• [EXERCISE INSTRUCTIONS] Reproduce the data below verbatim, beginning with the line that contains "Find the dog's jowl" and continuing through the final line of the data.

BEGIN SOURCE MATERIAL

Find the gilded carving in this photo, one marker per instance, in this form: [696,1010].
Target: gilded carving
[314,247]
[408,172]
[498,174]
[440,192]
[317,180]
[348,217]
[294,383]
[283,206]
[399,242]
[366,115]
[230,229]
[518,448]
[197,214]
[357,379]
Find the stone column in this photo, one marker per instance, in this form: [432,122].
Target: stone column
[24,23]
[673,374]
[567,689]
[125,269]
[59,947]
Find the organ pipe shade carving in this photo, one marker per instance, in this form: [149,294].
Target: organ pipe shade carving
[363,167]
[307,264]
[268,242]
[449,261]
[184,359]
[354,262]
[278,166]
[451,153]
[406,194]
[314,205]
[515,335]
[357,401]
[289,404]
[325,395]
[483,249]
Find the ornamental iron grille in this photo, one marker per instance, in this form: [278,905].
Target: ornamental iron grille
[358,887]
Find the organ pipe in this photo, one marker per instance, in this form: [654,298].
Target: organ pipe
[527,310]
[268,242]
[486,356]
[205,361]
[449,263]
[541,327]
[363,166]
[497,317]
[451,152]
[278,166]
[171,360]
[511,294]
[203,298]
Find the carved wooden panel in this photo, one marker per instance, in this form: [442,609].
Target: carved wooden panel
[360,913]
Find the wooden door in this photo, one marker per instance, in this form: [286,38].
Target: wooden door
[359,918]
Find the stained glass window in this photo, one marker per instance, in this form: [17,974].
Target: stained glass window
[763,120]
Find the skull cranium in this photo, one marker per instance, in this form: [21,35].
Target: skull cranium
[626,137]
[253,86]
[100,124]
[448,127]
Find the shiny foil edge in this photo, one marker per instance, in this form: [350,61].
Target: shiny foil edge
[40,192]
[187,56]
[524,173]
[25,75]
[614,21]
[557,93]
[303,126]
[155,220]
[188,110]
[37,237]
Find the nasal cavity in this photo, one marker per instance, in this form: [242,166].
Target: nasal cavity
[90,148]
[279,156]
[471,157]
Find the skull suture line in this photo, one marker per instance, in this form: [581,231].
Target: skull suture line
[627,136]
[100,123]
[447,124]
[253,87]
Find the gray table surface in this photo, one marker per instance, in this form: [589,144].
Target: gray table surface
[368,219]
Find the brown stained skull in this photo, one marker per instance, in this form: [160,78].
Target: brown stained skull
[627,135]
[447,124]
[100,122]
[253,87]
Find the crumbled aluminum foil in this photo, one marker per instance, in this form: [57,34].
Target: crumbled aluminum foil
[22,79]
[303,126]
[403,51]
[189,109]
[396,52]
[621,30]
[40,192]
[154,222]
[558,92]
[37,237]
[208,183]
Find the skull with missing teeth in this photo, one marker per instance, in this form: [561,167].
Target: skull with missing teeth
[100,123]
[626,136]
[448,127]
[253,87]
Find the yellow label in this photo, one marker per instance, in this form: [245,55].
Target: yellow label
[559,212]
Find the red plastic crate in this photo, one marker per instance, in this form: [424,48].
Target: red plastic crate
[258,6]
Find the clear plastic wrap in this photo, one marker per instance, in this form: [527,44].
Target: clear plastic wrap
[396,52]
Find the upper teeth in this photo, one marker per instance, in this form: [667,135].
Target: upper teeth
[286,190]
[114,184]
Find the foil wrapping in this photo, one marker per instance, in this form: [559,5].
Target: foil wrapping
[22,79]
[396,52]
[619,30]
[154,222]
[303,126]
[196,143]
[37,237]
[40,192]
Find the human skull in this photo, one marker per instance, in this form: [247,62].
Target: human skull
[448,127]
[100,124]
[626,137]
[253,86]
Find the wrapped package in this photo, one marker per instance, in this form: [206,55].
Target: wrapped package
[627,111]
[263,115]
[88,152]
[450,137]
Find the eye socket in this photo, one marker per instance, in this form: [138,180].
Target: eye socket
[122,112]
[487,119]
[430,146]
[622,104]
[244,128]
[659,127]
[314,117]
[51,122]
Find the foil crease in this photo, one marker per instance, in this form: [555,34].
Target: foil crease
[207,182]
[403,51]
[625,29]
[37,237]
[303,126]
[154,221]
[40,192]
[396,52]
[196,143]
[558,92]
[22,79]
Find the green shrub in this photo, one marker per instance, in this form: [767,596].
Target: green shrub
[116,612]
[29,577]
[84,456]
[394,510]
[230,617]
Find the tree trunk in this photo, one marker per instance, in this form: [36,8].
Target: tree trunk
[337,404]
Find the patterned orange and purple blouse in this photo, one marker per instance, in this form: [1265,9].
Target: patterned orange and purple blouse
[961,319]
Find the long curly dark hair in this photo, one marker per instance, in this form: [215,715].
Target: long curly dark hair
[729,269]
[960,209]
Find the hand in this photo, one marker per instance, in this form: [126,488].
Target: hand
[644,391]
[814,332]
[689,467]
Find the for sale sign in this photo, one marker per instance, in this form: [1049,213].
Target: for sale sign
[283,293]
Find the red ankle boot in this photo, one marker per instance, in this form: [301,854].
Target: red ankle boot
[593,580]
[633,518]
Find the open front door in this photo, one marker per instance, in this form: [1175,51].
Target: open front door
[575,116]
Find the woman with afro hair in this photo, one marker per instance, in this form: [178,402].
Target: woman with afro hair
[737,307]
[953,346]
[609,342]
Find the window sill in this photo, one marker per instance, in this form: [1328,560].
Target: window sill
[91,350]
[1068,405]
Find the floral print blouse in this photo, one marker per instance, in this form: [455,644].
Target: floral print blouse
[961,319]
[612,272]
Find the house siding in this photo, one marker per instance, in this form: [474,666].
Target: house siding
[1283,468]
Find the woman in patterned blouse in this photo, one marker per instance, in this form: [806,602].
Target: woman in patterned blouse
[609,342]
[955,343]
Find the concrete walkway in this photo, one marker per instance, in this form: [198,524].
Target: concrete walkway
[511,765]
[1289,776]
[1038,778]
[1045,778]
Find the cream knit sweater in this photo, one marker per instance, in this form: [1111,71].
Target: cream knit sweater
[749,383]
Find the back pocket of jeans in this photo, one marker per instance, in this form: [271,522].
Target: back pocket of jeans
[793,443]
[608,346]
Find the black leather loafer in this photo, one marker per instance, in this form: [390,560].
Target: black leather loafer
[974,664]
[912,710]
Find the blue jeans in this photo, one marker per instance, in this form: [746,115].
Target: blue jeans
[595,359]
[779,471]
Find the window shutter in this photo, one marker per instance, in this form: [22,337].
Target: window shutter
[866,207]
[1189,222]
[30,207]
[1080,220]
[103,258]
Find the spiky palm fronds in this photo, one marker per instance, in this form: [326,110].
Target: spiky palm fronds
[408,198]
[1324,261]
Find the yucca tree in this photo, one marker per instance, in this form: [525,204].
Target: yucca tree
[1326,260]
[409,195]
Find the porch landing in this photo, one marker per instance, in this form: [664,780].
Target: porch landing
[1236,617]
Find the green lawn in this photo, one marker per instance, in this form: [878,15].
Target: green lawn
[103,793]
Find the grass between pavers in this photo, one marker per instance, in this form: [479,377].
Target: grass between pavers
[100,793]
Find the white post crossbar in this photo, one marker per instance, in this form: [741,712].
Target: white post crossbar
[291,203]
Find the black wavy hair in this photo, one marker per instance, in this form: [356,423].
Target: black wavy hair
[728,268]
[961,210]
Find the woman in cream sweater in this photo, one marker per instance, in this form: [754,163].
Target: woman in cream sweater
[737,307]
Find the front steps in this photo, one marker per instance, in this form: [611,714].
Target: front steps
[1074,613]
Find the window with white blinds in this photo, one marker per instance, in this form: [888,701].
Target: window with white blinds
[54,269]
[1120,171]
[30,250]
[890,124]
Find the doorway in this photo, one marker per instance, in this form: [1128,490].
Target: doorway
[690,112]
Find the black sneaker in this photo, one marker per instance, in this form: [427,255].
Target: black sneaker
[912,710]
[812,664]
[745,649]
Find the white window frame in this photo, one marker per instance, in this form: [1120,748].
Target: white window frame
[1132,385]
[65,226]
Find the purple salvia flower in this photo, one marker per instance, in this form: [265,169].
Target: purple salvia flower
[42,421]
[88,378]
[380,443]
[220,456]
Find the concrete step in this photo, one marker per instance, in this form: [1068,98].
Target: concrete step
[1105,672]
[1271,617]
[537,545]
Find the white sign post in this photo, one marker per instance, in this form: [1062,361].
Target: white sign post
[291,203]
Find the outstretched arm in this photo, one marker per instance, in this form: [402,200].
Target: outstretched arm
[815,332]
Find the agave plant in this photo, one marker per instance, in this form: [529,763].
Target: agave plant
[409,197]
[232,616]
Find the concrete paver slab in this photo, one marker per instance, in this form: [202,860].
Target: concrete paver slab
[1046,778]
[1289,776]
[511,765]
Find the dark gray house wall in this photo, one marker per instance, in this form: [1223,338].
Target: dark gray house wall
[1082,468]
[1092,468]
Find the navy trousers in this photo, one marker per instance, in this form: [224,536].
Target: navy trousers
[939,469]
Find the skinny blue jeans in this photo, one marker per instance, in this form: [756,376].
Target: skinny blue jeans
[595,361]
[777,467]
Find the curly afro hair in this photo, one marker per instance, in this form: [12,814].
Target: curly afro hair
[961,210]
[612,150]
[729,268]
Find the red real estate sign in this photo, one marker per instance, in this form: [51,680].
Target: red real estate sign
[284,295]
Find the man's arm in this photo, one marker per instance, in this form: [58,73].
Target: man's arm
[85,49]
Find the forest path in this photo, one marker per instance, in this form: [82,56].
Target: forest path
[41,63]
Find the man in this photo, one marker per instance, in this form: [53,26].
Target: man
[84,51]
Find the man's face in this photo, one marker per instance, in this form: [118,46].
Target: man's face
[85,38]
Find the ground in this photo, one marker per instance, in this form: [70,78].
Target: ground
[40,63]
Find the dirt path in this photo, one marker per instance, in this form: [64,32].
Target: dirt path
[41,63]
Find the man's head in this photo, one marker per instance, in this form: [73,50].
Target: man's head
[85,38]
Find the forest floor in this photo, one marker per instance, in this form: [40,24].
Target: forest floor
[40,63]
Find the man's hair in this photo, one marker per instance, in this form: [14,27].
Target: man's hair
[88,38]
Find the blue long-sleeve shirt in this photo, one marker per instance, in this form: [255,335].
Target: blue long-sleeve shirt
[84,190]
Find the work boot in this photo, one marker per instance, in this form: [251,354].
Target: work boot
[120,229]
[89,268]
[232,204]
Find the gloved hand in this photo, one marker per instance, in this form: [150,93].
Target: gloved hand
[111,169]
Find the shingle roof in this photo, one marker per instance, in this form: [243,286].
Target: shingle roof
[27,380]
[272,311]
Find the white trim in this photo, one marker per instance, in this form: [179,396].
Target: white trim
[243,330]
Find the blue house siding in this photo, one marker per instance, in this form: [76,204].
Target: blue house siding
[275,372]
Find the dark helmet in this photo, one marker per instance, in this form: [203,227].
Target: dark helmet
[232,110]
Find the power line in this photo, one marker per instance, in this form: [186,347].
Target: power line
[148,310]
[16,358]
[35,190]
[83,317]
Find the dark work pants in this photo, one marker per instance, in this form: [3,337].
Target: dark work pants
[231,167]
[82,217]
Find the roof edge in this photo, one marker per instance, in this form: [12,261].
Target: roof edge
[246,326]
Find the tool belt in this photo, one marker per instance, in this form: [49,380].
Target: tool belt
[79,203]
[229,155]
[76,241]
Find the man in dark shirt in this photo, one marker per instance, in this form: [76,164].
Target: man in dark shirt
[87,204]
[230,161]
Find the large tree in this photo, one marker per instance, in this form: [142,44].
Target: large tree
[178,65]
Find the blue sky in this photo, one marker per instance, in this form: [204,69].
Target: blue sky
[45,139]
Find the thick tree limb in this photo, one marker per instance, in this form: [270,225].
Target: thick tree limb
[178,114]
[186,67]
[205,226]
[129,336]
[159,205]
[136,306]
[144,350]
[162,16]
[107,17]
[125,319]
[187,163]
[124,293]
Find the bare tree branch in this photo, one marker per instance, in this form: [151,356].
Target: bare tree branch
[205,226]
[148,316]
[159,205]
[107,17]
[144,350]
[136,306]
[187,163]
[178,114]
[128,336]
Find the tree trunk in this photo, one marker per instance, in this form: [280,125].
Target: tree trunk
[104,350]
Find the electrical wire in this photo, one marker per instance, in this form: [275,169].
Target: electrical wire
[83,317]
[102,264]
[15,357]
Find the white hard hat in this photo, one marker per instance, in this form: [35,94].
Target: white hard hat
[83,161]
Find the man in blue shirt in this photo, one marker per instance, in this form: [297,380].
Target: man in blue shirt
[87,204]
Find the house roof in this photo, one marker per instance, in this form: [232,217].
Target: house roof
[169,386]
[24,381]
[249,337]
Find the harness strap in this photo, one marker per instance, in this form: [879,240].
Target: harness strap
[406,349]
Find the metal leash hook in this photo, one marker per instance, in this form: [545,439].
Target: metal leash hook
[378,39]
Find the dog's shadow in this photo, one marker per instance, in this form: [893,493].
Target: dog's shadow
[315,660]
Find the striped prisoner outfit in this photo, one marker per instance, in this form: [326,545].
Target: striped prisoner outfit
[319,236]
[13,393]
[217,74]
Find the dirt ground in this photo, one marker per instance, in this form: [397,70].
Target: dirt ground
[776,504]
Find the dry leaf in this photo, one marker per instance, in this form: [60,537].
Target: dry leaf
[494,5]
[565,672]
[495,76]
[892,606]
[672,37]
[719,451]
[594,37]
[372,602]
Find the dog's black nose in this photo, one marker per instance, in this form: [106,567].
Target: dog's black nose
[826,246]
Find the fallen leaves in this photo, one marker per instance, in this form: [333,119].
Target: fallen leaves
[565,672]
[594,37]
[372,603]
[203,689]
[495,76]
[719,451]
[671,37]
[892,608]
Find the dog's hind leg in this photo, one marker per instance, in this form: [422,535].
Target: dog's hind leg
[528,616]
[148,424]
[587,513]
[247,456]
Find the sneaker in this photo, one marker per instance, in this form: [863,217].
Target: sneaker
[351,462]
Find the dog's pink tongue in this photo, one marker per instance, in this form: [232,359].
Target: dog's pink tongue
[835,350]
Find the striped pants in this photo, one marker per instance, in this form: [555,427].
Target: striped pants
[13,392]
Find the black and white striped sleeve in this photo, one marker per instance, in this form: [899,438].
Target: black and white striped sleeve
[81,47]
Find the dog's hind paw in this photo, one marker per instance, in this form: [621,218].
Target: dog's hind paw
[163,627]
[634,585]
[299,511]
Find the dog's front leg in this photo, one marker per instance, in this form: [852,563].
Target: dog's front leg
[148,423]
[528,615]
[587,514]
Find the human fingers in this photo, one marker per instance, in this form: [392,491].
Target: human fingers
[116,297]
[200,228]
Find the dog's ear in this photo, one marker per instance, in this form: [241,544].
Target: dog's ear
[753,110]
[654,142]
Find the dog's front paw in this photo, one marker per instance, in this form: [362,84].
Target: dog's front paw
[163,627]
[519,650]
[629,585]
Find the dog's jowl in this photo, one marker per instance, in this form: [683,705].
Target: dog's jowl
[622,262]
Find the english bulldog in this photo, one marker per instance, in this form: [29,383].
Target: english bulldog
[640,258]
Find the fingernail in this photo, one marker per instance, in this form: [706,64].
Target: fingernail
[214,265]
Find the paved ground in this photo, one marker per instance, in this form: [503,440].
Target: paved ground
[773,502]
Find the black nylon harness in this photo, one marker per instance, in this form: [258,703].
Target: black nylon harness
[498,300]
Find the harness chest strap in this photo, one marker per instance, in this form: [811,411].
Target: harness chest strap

END SOURCE MATERIAL

• [SOLUTION TO THIS PROBLEM]
Find the dog's jowl in this photo, one marker per instance, in this form: [683,705].
Target: dog's jowl
[622,262]
Find the english bulldog in this photo, one marker per instance, in this form: [29,383].
Target: english bulldog
[640,258]
Find the fingernail in this photo, one marker per instance, in this form: [706,64].
Target: fingernail
[214,265]
Find the paved ground in this photo, one marker per instance, in this form: [503,440].
Target: paved ground
[773,502]
Find the black nylon harness in this photo, one marker per instance, in this form: [258,703].
Target: black nylon harness
[498,300]
Find the harness chest strap in this photo, one marker per instance, in this form: [811,411].
Target: harness chest strap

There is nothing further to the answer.